Output exactly the lines from the one containing "the white line" to the last line of the material, inclusive, and nothing more.

=======

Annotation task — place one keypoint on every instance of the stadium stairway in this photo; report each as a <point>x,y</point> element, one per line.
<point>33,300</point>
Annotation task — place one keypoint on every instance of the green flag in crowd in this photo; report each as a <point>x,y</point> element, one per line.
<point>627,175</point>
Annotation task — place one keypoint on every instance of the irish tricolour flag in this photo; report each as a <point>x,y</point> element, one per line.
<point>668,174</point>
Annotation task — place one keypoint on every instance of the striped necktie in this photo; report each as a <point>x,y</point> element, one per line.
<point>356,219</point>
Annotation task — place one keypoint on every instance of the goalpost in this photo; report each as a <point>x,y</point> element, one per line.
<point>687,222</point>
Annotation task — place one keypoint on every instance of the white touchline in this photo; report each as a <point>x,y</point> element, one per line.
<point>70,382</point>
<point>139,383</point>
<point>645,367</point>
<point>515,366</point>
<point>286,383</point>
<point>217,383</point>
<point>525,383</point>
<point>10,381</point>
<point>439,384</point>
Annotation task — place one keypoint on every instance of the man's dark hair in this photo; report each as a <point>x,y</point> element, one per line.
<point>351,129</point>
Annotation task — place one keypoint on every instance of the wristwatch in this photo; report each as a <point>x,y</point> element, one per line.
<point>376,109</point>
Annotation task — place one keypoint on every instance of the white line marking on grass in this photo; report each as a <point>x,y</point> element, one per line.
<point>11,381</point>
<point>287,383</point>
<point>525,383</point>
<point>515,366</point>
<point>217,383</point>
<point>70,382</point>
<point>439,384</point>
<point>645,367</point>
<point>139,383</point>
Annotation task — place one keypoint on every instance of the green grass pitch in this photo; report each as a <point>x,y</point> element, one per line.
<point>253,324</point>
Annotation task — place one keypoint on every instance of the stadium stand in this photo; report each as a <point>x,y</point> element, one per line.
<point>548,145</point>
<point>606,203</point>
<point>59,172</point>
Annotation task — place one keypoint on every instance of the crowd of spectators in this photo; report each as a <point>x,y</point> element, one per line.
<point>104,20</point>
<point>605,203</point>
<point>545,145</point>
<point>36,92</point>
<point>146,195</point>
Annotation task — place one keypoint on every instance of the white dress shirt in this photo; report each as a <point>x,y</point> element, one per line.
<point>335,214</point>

=======

**Answer for this exercise:**
Annotation task — place one keypoint on every instance of the white line marking on grass in this photo; report each as a <point>x,y</point> element, one per line.
<point>11,381</point>
<point>287,383</point>
<point>525,383</point>
<point>515,366</point>
<point>217,383</point>
<point>70,382</point>
<point>439,384</point>
<point>645,367</point>
<point>139,383</point>
Annotation task — place one keypoint on every instance of the green grass pitch in this photo; report each as a <point>x,y</point> element, one per line.
<point>253,324</point>
Annotation task — place one keypoint on every instance of the stadium stand in this photo; report each as a <point>x,y</point> element, one per line.
<point>548,145</point>
<point>606,203</point>
<point>59,172</point>
Annotation task — place one keypoint on every instance of the crowd of spectators in this photo; report each as a <point>x,y</point> element, one per line.
<point>104,20</point>
<point>605,203</point>
<point>545,145</point>
<point>36,92</point>
<point>146,195</point>
Annotation task — place one keypoint on every instance of the white dress shirt in this photo; report each as a <point>x,y</point> element, one per line.
<point>335,214</point>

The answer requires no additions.